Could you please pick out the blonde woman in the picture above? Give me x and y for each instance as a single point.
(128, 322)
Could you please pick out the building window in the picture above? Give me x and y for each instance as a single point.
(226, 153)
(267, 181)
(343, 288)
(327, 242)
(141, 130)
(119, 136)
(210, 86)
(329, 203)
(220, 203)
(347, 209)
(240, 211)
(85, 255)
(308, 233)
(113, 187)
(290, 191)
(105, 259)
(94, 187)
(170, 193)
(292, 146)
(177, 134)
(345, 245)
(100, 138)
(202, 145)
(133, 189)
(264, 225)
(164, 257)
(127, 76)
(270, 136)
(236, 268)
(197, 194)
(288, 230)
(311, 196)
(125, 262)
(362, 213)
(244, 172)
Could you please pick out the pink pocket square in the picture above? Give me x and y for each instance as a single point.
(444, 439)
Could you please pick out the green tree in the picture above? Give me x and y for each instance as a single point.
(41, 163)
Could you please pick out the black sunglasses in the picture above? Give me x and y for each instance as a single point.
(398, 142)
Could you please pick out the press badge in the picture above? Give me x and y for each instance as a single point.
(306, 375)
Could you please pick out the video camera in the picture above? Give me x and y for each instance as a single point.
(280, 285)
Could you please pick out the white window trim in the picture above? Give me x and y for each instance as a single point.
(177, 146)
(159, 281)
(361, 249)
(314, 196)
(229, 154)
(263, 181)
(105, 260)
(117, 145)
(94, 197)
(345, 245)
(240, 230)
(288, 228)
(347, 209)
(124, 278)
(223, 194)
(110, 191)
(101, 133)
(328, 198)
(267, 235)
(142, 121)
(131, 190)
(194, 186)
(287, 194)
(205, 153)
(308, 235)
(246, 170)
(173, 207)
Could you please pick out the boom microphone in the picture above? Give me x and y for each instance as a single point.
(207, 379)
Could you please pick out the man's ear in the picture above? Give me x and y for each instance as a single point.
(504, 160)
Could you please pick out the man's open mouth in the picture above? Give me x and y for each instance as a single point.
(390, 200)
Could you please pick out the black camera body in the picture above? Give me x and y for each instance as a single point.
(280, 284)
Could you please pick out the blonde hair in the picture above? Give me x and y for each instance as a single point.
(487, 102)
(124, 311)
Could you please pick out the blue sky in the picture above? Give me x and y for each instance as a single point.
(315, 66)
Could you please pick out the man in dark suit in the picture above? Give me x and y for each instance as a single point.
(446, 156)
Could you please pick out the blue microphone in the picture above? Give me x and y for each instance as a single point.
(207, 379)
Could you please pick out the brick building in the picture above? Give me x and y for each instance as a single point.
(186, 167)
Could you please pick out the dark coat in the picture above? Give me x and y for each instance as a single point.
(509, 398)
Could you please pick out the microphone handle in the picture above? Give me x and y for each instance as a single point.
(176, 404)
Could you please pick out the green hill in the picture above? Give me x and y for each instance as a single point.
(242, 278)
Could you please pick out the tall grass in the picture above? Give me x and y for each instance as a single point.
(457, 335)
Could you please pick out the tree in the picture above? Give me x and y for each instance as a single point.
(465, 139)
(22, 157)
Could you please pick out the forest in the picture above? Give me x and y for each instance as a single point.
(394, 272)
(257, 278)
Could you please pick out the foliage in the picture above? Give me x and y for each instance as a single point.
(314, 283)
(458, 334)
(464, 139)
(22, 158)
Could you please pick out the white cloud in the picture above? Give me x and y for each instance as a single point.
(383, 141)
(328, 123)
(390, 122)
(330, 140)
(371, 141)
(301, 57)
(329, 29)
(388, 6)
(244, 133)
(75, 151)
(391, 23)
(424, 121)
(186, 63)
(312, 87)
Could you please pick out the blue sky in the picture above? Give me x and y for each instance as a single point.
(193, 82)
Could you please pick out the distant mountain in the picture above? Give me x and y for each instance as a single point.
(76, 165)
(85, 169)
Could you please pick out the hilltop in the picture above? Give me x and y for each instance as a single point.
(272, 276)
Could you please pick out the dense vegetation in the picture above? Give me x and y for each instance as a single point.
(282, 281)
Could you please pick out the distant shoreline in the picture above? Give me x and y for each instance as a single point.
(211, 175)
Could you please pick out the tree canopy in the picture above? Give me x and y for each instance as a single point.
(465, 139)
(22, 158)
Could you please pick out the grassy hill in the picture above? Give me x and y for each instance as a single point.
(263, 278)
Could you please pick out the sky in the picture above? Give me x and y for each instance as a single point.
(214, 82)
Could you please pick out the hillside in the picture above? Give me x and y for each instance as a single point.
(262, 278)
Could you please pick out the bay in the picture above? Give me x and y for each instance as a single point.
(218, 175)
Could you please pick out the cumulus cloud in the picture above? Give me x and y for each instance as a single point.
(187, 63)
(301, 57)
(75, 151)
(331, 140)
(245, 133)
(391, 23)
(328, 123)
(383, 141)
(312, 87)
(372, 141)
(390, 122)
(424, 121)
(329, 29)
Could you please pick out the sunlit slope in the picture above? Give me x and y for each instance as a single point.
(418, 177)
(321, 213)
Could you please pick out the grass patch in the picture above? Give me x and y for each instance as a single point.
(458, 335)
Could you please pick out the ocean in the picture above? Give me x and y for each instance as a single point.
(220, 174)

□ □ □ □

* SET EXERCISE:
Transcribe the rows verbatim, from the line containing "Could you please pick out the sunlit" through the last of the rows, with both ends included.

* OUTPUT FOR THIS EXERCISE:
Could you please pick out the sunlit slope in the picture above? Give me x and y for each instance as a single point.
(418, 177)
(321, 213)
Could you please pick out the grass patch in the picture above? Give me x and y for each instance as a single point.
(458, 335)
Could you please pick out the ocean in the picture above? Give me x and y for each instance as a single point.
(220, 174)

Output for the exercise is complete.